▶ _Exercise requirements_:
Where in the data below does the word "tuxedo" appear? Copy each line that holds it.

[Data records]
= Beginning of Section =
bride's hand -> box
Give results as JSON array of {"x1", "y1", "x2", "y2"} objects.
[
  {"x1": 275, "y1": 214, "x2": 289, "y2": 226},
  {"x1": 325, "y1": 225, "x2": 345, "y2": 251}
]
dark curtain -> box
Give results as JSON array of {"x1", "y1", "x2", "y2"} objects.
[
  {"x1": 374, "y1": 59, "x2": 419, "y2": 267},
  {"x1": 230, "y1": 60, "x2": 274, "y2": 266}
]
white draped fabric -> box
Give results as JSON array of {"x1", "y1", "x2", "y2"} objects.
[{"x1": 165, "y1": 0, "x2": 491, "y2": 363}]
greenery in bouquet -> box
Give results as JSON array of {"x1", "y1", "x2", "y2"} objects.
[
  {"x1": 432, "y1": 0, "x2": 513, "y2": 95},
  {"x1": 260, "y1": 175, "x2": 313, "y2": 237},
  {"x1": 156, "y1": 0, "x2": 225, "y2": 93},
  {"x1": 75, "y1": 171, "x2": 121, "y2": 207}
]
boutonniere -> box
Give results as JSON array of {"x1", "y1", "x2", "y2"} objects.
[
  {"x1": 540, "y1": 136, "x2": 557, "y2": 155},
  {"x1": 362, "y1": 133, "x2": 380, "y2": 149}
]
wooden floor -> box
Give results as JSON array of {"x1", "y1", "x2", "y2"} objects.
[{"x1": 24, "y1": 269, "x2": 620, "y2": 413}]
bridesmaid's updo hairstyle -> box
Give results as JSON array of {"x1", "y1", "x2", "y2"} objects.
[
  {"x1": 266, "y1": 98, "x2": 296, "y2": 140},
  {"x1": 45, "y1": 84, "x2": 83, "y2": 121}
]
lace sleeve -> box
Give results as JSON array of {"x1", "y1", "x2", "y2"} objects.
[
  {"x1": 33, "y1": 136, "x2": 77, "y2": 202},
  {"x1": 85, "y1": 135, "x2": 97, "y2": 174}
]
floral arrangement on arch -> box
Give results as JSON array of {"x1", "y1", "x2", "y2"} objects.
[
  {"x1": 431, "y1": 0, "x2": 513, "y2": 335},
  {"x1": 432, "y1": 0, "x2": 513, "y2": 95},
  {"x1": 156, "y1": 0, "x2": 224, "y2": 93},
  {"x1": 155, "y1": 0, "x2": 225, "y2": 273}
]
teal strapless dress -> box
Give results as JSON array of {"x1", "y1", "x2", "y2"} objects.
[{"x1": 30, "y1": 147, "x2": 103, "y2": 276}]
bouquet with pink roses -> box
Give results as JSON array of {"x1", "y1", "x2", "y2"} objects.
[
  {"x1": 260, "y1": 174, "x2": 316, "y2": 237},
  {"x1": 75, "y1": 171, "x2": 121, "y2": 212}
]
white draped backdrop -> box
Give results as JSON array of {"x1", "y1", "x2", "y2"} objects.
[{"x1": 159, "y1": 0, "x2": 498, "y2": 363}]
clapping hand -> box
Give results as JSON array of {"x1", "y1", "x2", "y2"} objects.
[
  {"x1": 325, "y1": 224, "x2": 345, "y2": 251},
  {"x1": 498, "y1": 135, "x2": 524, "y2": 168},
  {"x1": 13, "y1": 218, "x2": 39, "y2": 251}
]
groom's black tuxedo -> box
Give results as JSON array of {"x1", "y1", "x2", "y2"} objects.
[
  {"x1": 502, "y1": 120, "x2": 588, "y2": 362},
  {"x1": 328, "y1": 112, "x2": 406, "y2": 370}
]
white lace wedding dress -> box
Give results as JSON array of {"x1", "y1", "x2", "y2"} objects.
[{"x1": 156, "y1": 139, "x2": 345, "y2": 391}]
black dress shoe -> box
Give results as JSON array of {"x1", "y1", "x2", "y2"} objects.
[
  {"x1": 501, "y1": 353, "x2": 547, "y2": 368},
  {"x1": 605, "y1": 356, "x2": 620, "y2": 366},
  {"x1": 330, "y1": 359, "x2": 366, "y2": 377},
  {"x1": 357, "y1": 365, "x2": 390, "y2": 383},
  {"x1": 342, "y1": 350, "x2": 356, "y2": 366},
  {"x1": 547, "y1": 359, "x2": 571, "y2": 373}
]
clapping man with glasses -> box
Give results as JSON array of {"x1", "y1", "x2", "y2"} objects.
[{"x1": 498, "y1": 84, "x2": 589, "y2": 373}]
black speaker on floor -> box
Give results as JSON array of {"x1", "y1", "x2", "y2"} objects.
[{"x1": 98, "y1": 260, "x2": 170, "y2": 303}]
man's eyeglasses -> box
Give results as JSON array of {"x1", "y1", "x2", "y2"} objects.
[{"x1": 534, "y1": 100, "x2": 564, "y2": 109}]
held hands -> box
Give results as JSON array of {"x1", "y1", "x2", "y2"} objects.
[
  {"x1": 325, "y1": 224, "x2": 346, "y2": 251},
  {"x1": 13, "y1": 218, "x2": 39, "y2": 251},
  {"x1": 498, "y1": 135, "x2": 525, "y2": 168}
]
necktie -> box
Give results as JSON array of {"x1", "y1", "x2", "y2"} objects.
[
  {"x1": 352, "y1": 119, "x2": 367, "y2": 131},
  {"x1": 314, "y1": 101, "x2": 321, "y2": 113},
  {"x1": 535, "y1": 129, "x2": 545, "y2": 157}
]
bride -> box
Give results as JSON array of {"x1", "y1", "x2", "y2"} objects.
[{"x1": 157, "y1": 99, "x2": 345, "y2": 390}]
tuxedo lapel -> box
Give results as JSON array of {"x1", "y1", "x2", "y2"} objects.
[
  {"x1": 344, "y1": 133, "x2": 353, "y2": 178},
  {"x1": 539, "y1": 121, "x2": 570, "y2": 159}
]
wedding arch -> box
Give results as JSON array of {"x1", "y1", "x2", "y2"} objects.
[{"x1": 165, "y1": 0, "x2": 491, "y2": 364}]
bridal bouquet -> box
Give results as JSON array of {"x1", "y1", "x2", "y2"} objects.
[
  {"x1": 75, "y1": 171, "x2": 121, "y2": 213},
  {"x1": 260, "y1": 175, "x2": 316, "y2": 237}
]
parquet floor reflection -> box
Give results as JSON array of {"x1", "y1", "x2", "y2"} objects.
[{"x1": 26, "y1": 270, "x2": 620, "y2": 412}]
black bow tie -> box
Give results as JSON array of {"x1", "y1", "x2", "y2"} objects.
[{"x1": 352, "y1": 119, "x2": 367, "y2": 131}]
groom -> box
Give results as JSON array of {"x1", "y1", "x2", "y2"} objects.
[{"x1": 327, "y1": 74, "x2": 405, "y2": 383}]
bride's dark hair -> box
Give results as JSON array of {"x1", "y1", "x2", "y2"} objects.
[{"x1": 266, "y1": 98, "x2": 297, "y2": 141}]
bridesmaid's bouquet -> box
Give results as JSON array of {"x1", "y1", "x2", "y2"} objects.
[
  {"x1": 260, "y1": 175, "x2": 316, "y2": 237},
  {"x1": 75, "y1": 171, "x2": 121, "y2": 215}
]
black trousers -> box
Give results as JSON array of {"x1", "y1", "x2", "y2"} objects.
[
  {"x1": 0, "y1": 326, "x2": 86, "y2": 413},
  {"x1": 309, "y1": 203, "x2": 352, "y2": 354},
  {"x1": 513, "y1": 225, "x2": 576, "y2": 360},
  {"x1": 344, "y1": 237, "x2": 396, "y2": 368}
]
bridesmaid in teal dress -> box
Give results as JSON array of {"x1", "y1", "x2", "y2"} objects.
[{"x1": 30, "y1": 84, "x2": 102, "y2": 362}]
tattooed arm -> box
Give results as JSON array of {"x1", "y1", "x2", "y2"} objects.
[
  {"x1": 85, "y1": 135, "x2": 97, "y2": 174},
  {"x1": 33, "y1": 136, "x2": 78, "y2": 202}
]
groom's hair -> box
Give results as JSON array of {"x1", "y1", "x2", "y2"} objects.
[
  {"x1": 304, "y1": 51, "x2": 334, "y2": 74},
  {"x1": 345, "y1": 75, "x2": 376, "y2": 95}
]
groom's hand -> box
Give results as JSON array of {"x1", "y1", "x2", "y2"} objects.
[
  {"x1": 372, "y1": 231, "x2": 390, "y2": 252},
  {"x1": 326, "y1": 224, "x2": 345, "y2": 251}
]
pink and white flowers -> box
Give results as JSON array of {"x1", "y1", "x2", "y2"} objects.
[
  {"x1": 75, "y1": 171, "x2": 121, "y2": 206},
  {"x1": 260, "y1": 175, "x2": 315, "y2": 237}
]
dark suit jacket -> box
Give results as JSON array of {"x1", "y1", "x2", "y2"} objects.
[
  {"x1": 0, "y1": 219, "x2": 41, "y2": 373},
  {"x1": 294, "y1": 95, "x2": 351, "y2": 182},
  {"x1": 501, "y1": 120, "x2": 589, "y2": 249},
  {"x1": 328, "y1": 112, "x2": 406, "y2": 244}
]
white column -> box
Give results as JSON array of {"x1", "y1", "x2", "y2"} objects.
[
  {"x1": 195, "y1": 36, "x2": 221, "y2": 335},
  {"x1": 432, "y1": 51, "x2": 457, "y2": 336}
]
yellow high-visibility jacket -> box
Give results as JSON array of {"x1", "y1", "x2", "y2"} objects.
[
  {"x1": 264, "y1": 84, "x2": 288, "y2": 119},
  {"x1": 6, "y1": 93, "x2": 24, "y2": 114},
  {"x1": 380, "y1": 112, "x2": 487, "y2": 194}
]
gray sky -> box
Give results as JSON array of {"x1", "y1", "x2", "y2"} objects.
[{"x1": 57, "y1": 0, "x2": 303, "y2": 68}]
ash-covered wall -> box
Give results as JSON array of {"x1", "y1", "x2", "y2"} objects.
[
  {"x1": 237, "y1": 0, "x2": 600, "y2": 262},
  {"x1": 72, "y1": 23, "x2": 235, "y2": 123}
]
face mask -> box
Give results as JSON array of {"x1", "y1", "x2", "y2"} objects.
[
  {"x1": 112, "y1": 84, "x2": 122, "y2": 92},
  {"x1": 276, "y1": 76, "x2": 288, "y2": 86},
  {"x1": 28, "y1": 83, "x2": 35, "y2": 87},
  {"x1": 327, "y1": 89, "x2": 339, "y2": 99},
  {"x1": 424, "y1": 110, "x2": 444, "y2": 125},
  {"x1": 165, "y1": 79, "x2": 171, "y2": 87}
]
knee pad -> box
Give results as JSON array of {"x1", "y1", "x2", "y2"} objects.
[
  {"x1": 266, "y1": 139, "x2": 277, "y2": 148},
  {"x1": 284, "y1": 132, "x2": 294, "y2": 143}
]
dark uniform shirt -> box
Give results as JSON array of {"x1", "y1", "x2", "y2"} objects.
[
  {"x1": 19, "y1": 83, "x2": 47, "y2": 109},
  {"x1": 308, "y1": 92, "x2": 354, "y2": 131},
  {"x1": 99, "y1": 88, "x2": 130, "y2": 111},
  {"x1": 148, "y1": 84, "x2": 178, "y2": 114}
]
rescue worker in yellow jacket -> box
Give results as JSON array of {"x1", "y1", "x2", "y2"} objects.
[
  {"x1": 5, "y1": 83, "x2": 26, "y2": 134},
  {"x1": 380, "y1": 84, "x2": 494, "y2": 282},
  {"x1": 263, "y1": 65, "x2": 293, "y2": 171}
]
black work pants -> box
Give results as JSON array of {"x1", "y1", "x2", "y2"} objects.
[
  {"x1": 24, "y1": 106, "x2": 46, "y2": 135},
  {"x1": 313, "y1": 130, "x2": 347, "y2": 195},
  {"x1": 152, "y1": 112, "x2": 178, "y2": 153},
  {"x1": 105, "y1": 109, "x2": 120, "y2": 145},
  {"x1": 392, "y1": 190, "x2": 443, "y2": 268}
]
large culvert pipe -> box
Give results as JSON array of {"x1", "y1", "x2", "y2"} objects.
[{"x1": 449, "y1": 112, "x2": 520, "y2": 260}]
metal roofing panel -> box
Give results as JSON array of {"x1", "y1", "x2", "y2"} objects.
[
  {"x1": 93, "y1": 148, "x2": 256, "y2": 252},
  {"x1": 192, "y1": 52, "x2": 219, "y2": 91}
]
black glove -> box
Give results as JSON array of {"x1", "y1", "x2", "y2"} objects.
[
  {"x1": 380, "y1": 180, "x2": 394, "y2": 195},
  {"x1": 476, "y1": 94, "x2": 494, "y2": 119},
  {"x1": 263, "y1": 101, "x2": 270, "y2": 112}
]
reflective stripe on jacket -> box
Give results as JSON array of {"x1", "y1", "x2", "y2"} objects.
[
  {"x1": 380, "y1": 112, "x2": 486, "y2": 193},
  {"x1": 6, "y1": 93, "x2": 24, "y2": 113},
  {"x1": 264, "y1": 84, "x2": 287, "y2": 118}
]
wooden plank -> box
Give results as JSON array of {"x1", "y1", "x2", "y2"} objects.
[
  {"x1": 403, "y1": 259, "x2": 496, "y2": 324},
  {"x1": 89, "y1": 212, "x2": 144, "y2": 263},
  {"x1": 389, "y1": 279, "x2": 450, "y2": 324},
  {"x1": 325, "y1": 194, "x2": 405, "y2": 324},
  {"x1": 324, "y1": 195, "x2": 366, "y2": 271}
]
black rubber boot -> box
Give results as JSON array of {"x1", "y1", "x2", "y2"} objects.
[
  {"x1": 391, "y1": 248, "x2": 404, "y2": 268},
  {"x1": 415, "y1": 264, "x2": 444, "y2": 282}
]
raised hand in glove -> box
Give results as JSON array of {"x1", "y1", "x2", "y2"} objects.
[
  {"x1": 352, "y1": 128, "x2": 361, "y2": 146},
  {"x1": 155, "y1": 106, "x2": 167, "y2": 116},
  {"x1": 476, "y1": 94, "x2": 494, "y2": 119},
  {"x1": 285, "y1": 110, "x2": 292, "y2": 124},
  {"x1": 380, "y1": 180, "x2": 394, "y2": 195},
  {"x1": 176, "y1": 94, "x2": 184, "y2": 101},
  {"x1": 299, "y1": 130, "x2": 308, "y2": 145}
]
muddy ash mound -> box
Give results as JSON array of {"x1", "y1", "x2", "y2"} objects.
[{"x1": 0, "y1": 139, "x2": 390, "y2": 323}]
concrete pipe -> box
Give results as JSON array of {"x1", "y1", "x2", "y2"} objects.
= End of Section =
▶ _Response for this exercise_:
groom's black tuxedo -> box
tuxedo lapel -> box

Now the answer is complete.